Your assignment: Return the line that contains "Query: white bowl" plus every line after it to the end of the entries below, exactly as given, and stop there.

Available data:
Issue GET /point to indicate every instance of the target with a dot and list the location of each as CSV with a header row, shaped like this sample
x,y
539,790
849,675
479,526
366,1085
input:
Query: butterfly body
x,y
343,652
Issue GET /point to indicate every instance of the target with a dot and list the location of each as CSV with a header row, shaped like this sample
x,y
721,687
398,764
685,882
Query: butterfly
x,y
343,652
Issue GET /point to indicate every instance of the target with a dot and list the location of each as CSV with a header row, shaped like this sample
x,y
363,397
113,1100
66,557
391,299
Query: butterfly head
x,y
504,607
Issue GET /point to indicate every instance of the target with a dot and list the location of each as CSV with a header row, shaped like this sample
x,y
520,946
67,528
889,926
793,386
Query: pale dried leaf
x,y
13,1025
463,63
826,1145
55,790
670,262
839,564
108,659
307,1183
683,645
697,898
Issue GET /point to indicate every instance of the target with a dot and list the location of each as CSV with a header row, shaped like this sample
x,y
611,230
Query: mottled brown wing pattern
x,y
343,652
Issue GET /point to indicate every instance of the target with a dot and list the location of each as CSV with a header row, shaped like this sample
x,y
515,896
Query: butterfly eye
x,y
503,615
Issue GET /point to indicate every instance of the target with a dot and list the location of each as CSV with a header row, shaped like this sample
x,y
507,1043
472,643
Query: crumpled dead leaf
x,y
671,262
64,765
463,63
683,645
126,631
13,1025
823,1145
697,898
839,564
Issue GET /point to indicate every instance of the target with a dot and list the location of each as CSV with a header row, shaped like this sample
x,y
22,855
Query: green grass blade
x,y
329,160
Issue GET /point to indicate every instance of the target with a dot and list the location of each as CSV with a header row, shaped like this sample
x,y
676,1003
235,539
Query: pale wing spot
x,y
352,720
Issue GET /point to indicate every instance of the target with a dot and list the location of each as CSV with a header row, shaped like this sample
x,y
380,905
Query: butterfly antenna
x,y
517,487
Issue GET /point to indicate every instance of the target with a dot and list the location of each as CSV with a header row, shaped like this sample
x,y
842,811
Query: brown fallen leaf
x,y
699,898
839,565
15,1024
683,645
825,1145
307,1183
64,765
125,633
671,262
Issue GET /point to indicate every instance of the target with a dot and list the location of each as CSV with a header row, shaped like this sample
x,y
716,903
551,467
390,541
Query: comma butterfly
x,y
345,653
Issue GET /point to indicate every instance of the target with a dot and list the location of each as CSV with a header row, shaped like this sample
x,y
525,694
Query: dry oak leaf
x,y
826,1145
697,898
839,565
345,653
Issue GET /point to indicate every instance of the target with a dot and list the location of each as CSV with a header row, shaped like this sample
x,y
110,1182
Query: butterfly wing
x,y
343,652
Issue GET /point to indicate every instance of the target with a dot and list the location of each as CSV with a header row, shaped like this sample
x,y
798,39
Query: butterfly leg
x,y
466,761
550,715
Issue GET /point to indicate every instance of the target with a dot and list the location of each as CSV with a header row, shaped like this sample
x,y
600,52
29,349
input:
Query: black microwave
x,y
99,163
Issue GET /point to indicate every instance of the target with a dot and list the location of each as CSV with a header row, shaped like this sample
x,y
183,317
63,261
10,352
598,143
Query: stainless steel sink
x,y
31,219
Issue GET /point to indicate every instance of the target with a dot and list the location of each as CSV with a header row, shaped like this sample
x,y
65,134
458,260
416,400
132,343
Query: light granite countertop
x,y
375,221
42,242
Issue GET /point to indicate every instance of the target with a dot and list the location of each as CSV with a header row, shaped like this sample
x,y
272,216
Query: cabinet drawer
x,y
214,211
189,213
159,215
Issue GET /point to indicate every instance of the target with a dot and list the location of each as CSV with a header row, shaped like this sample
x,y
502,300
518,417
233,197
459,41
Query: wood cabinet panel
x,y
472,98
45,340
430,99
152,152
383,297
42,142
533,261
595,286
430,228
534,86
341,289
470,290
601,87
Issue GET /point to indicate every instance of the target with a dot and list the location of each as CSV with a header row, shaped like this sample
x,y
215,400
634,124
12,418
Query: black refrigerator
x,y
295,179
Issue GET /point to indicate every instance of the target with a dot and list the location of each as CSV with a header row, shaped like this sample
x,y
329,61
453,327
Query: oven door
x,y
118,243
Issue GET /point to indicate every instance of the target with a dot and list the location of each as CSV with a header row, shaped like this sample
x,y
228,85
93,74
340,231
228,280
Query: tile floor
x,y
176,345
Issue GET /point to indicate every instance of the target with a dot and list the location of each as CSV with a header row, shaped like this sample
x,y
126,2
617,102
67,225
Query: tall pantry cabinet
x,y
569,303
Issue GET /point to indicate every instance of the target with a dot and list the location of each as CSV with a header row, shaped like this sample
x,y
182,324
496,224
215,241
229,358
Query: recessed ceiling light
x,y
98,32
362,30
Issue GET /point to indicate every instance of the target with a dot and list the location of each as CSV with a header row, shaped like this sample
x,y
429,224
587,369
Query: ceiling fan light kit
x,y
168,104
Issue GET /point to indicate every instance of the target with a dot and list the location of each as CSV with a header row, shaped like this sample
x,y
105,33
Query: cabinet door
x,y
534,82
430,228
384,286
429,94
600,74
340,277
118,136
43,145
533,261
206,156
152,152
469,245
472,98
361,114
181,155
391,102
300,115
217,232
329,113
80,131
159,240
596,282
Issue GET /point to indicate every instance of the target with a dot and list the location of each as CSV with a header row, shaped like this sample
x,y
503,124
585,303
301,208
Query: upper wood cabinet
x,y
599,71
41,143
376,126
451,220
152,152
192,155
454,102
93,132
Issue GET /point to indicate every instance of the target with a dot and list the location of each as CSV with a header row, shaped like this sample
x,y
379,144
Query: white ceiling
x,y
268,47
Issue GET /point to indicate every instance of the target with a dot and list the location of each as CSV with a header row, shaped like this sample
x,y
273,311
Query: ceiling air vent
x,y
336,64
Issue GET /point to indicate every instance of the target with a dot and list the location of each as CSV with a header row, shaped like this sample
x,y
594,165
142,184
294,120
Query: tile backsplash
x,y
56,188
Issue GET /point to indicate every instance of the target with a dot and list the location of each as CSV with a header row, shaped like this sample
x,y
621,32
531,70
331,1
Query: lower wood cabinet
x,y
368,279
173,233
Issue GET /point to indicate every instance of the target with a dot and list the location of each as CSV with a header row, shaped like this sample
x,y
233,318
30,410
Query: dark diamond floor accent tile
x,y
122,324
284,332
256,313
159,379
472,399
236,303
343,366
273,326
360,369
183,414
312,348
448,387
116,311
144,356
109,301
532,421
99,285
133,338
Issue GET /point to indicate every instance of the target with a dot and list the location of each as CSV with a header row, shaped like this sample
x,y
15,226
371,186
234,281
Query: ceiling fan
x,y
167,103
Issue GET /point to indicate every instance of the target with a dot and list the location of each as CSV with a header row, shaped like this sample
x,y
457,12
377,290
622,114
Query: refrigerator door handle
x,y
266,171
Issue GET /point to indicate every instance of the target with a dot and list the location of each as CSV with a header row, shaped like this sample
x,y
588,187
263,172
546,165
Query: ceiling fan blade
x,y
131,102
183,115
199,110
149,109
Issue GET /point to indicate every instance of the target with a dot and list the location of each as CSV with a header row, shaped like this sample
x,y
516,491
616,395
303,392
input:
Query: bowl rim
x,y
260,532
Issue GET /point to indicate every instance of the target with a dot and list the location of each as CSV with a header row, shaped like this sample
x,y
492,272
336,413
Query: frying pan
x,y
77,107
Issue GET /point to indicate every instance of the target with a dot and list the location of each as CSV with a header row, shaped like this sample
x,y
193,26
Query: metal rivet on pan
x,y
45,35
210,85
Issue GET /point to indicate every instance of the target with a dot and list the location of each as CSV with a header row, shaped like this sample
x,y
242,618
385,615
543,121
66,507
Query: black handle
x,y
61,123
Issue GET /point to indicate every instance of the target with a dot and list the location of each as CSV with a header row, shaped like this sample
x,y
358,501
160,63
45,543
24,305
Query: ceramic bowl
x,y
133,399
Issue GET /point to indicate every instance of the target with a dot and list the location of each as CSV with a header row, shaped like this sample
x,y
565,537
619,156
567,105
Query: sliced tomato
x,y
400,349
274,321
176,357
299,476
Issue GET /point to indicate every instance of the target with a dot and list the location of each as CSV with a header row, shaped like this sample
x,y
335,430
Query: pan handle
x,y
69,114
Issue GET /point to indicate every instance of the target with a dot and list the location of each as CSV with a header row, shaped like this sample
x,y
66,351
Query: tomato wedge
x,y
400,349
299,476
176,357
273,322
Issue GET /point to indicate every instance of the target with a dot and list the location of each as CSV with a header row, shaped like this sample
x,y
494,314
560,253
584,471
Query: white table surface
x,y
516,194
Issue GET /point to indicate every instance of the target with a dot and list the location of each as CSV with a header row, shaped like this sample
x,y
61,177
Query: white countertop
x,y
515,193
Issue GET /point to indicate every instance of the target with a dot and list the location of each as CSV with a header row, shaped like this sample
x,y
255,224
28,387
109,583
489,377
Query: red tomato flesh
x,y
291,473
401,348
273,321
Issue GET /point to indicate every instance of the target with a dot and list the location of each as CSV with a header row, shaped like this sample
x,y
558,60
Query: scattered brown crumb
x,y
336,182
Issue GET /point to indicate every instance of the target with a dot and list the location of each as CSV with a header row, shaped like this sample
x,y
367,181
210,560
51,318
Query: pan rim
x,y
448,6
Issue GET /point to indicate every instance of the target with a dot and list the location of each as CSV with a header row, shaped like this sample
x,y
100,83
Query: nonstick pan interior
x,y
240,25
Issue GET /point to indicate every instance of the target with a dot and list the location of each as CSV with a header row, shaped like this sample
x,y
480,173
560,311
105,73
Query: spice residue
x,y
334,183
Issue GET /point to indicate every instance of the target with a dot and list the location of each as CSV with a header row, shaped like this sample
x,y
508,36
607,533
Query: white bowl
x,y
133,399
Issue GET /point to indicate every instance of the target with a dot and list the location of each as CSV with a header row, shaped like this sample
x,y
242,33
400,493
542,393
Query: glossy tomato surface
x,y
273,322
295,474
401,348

Exercise response:
Query: white bowl
x,y
133,399
Issue GET /point to indicate every instance of the target with a dot and list the location of each as CSV with a header row, shaped like this sample
x,y
242,33
400,493
542,393
Query: glossy tomato surface
x,y
273,322
295,474
401,348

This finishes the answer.